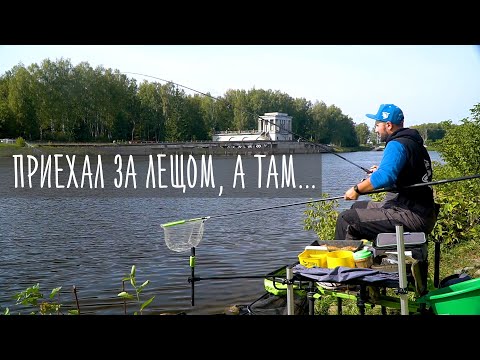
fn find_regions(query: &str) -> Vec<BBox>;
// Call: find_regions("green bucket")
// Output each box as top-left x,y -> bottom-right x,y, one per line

────────────────

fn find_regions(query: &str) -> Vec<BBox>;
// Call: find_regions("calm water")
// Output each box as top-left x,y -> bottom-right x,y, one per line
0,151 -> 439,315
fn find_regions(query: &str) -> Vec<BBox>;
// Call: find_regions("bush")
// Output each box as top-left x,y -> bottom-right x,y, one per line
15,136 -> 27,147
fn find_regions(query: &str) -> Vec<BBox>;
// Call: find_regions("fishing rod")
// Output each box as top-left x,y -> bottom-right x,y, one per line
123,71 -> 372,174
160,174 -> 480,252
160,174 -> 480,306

────────────────

* **Exercise description**
Gather every line from the items above that contains the string "Call", treating uppercase and lowercase as different.

* **Written answer**
// Call: find_regions("green bucket")
// Call: find_regions("calm water")
// Call: find_regions("bush")
// Call: find_regions("fishing rod")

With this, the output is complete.